* **MATERIAL FOR THIS EXERCISE**
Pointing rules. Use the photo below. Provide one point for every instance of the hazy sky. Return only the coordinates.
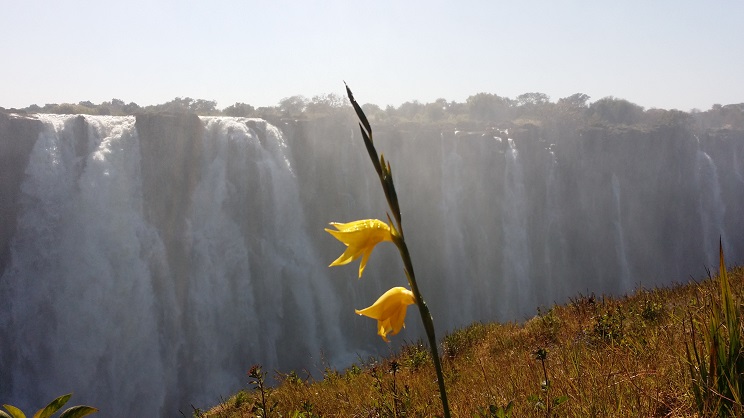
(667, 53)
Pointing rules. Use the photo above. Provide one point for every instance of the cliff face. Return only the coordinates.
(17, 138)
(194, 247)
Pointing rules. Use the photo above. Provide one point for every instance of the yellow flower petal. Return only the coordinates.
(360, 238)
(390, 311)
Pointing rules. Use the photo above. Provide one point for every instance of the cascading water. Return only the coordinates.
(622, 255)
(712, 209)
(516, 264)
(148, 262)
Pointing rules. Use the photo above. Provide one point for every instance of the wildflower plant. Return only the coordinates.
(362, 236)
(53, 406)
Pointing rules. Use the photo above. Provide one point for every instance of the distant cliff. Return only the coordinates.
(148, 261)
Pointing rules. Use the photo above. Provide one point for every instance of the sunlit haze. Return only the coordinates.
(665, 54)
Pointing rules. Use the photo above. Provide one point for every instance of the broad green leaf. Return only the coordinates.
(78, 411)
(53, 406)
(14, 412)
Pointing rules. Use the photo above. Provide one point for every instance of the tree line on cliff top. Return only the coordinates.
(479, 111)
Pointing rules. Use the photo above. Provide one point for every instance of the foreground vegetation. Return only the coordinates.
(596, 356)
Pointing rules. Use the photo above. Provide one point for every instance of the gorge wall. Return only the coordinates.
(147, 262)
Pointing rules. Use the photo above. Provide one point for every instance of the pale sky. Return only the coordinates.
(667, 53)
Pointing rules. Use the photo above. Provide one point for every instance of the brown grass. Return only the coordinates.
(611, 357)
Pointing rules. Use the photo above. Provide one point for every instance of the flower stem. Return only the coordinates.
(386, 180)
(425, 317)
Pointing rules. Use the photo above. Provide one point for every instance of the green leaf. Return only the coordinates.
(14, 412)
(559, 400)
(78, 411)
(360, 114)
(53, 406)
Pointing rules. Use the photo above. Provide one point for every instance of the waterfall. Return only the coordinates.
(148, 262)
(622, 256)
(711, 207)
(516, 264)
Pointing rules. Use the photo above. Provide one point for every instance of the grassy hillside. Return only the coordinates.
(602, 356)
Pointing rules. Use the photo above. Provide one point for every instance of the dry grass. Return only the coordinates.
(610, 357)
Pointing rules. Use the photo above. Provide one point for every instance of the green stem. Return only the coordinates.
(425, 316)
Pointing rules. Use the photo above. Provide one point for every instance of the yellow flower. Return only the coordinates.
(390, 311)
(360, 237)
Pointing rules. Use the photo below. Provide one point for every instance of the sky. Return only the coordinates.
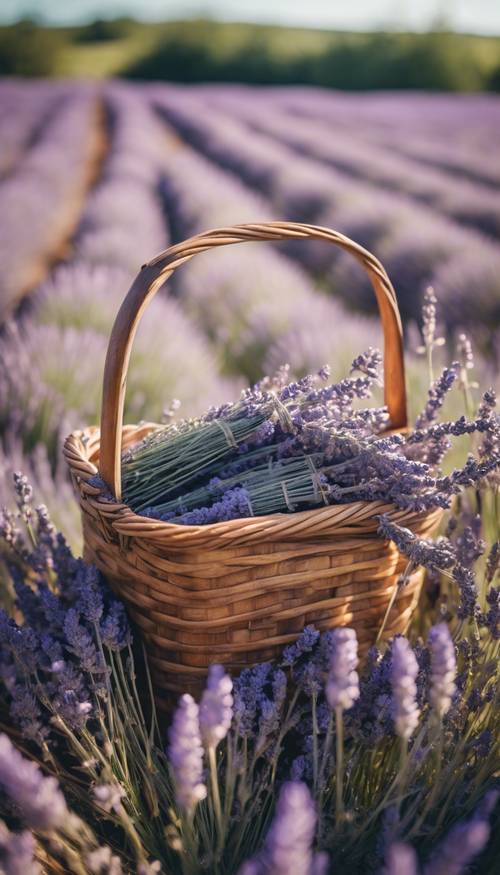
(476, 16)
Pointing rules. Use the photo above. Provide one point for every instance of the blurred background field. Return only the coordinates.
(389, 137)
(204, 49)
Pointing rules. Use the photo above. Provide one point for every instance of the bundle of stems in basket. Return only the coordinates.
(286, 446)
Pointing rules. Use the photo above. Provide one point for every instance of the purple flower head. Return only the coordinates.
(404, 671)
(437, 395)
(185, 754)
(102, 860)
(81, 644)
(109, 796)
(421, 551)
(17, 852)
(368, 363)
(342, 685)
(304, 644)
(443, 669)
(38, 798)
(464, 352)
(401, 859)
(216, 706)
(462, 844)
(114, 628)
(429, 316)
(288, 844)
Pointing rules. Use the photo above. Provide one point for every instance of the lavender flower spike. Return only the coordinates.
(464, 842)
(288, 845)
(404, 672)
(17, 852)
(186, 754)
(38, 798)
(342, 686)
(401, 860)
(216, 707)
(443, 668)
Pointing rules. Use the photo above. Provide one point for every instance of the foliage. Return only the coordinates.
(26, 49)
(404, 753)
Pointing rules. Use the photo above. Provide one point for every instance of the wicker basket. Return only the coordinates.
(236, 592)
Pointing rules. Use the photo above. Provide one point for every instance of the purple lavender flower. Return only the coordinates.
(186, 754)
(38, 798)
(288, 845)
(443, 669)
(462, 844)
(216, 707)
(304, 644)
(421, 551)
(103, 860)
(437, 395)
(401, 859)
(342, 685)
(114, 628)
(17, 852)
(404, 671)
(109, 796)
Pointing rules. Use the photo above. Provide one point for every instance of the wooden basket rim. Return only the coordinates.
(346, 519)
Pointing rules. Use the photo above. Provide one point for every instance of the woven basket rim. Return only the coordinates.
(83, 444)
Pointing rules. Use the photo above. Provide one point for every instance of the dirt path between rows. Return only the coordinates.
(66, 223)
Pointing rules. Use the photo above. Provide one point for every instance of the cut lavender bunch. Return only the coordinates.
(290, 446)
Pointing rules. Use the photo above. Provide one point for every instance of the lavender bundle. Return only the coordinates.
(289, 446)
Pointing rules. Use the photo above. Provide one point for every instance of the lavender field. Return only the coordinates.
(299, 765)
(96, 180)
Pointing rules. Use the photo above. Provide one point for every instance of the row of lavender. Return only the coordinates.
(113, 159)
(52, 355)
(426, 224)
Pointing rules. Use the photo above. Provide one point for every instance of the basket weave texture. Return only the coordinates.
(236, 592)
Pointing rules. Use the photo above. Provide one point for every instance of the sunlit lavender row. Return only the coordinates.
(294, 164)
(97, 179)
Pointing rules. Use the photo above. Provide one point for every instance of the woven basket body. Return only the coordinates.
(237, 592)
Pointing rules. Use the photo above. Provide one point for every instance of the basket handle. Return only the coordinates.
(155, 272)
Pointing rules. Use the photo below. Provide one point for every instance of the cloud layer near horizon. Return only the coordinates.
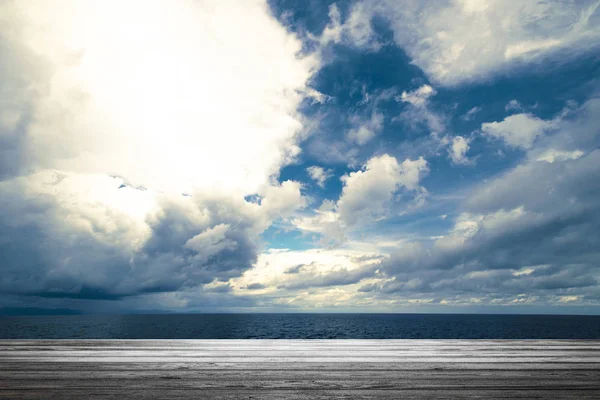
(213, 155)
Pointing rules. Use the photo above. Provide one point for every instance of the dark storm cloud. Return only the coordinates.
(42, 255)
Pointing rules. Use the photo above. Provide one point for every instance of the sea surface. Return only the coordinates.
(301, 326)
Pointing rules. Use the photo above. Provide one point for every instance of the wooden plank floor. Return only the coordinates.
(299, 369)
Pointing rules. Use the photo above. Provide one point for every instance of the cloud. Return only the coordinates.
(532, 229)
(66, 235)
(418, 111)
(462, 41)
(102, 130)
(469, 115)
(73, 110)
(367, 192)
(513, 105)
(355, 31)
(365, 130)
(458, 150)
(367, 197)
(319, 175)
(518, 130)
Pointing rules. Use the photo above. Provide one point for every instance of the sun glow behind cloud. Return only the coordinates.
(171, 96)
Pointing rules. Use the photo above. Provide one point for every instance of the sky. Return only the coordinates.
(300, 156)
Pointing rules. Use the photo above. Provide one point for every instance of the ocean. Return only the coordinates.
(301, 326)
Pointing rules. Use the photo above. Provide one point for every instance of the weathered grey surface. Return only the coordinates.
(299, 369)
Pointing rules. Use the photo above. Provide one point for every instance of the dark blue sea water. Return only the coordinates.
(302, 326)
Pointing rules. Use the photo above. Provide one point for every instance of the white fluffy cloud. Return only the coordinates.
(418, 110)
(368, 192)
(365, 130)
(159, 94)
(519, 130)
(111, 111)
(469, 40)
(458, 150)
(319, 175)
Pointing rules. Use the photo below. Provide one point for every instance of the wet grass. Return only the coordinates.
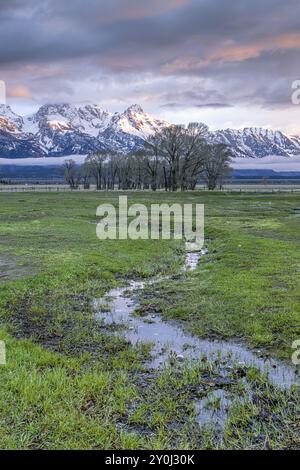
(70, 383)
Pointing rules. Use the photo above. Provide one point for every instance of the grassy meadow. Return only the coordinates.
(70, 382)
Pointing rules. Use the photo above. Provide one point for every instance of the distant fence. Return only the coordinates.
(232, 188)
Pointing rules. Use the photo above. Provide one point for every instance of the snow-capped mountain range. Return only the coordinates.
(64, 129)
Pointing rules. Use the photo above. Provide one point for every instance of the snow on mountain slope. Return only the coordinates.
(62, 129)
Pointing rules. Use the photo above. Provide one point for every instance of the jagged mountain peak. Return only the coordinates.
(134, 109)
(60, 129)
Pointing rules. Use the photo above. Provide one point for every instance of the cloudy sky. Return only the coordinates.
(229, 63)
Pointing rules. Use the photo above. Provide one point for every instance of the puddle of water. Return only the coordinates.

* **REQUIREMENT**
Each record must appear again exactly as written above, without its pictures.

* **ANSWER SPACE**
Pointing rules. Use the photo below. Provide one point for every instance of the hazy sky. Return only the coordinates.
(667, 53)
Pointing rules. Use the photo above. Provide one point for every instance of the cliff face. Return only the coordinates.
(17, 138)
(194, 247)
Pointing rules. Use the photo above. Provide one point for every instance of the yellow flower petal. Return only the coordinates.
(360, 238)
(390, 311)
Pointing rules. Use the photo above. Provide one point for every instance of the cascading water. Return only the coordinates.
(622, 255)
(712, 209)
(516, 264)
(148, 262)
Pointing rules. Use the photo above. Provide one point for every instance of the wildflower plant. Return only the coordinates.
(362, 236)
(53, 406)
Pointing rules. Use the photo above. Provide one point for every instance of the distant cliff. Return only the coordinates.
(148, 261)
Pointing rules. Use the photo above. Provide one point for every instance of the sunlit haze. Return only the coordinates.
(665, 54)
Pointing rules. Use the photo above. Provide one point for every instance of the broad green leaf. Return only the coordinates.
(78, 411)
(53, 406)
(14, 412)
Pointing rules. Use the photo above. Provide one point for every instance of the tree line on cliff top. Return only the coordinates.
(479, 111)
Pointing rules. Use the photo above. Provide one point for every instance of the foreground vegetation. Return only the coordinates.
(596, 356)
Pointing rules. Use the photo above. Provide one point for every instance of the gorge wall. Return only the coordinates.
(147, 262)
Pointing rules. Use the photo above. Provide one point for every instance of the pale sky. Return only the coordinates.
(667, 53)
Pointing rules. Use the photo above. Provide one point for every instance of the brown grass. Return only the coordinates.
(611, 357)
Pointing rules. Use the photo above. Provide one point for every instance of the flower stem. Return only the coordinates.
(386, 180)
(425, 317)
Pointing rules. Use the photo above. Provide one point for every instance of the green leaf. Return only the coordinates.
(14, 412)
(559, 400)
(78, 411)
(360, 114)
(53, 406)
Pointing rules. Use the photo above. Provide one point for every instance of the waterfall. Return only the coordinates.
(148, 262)
(622, 256)
(711, 207)
(516, 264)
Pointing rules. Use the photo above. Provide one point for every instance of the grassy hillside. Return only the coordinates.
(602, 356)
Pointing rules. Use the photo above. Provide one point for every instance of the dry grass. Return only the coordinates.
(610, 357)
Pointing rules. Use the photo above. Provide one point for every instance of the green stem. Return only the coordinates.
(425, 316)
Pointing rules. Use the photo above. Provide one point for every instance of the yellow flower. Return only the coordinates.
(390, 311)
(360, 237)
Pointing rules. Use the photo below. Provide one point for every instance of the sky. Return only the coordinates.
(476, 16)
Pointing rules. Use the photo above. Provide one point for every instance of the blurred background field. Return only the coordinates.
(389, 137)
(204, 49)
Pointing rules. Use the photo above. Provide one point for every instance of the bundle of stems in basket. Return only the coordinates.
(286, 446)
Pointing rules. Use the photo above. Provide one point for every instance of the purple flower head. Return only the coordinates.
(404, 671)
(437, 395)
(185, 754)
(102, 860)
(81, 644)
(109, 796)
(421, 551)
(17, 852)
(368, 363)
(342, 685)
(304, 644)
(443, 669)
(38, 798)
(464, 352)
(401, 859)
(216, 706)
(462, 844)
(114, 628)
(429, 316)
(288, 844)
Pointing rules. Use the photo above. Provide one point for every instance of the lavender flower spike. Return only the coordinates.
(464, 842)
(288, 845)
(404, 672)
(17, 852)
(186, 754)
(38, 798)
(342, 686)
(401, 860)
(216, 707)
(443, 668)
Pointing rules. Use the photo above. Provide one point for every instance of the foliage. Return only the coordinates.
(26, 49)
(404, 753)
Pointing rules. Use the photo above. Provide one point for every instance of the wicker basket. Return only the coordinates.
(236, 592)
Pointing rules. Use the photo above. Provide one point for every instance of the purple lavender flower. Return only the coordinates.
(186, 754)
(38, 798)
(288, 845)
(443, 669)
(462, 844)
(216, 707)
(304, 644)
(421, 551)
(103, 860)
(437, 395)
(401, 859)
(342, 685)
(114, 628)
(17, 852)
(404, 671)
(109, 796)
Pointing rules. Use the photo above. Provide one point for every instance of the wooden basket rim. Return only the coordinates.
(346, 519)
Pointing rules. Use the photo above. Provide one point for every instance of the woven basket rim. Return only the coordinates.
(83, 444)
Pointing rules. Use the photo above. Provide one point for every instance of the dirt path between rows. Return only the coordinates.
(66, 223)
Pointing rules. Use the photo above. Provide one point for every instance of the cut lavender bunch. Return only the coordinates.
(290, 446)
Pointing rules. Use the photo above. Provide one point for every instance of the lavender bundle. Return only the coordinates.
(289, 446)
Pointing rules. Use the photo above. Provide one point for every instance of the lavender field. Return only the coordinates.
(299, 765)
(96, 180)
Pointing rules. Use the photo above. Provide one point for every instance of the row of lavender. Return only the coordinates.
(113, 159)
(52, 355)
(426, 224)
Pointing rules. Use the photo above. Provide one point for every instance of the basket weave texture. Return only the coordinates.
(236, 592)
Pointing rules. Use the photo above. Provide one point for every instance of the sunlit lavender row. Return only the coordinates.
(294, 164)
(97, 179)
Pointing rules. Use the photo above. Provide one point for every instance of the woven basket body. Return only the coordinates.
(237, 592)
Pointing rules. Use the photo above. Provide one point for every instance of the basket handle. Return only the coordinates.
(155, 272)
Pointing rules. Use the photo below. Provide one point for every instance of the cloud layer near horizon. Return only the coordinates.
(213, 155)
Pointing rules. Use the photo above. Provide one point for every instance of the dark storm cloud. Return only the coordinates.
(42, 255)
Pointing rules. Use the photo above. Provide one point for every instance of the sea surface. Return only the coordinates.
(301, 326)
Pointing rules. Use the photo above. Provide one point for every instance of the wooden plank floor. Return only the coordinates.
(299, 369)
Pointing rules. Use the photo above. Provide one point for every instance of the cloud. Return only the coordinates.
(532, 229)
(66, 235)
(418, 111)
(462, 41)
(102, 130)
(469, 115)
(73, 110)
(367, 192)
(513, 105)
(355, 31)
(365, 130)
(458, 150)
(367, 197)
(319, 175)
(518, 130)
Pointing rules. Use the photo above. Provide one point for every instance of the sun glow behind cloud. Return only the coordinates.
(171, 96)
Pointing rules. Use the photo above. Provide one point for every instance of the sky. Return only the coordinates.
(300, 156)
Pointing rules. Use the photo above. Provide one point for every instance of the ocean. Return only the coordinates.
(301, 326)
Pointing rules. Use the photo above. Provide one point for every instance of the weathered grey surface. Return only the coordinates.
(299, 369)
Pointing rules. Use the photo above. Provide one point for every instance of the dark blue sea water. Return only the coordinates.
(302, 326)
Pointing rules. Use the photo above. Provide one point for every instance of the white fluffy cloud. Return only the coordinates.
(418, 110)
(368, 192)
(365, 130)
(159, 94)
(519, 130)
(111, 111)
(469, 40)
(458, 150)
(319, 175)
Pointing rules. Use the photo below. Provide one point for every instance of the wet grass. Return only the coordinates.
(70, 383)
Pointing rules. Use the photo above. Provide one point for every instance of the grassy meadow. Return only the coordinates.
(70, 382)
Pointing rules. Use the photo above. Provide one point for every instance of the distant fence. Return only the coordinates.
(232, 188)
Pointing rules. Use the photo above. Provide one point for every instance of the snow-capped mountain range. Return only the coordinates.
(64, 129)
Pointing rules. Use the photo above. Provide one point for every instance of the snow on mountain slope. Return only the coordinates.
(62, 129)
Pointing rules. Use the photo above. Provide one point for every instance of the jagged mountain peak. Return only the coordinates.
(134, 109)
(60, 129)
Pointing rules. Use the photo above. Provide one point for every instance of the cloudy sky. Return only the coordinates.
(229, 63)
Pointing rules. Use the photo above. Provide one point for every instance of the puddle of water. Return only the coordinates.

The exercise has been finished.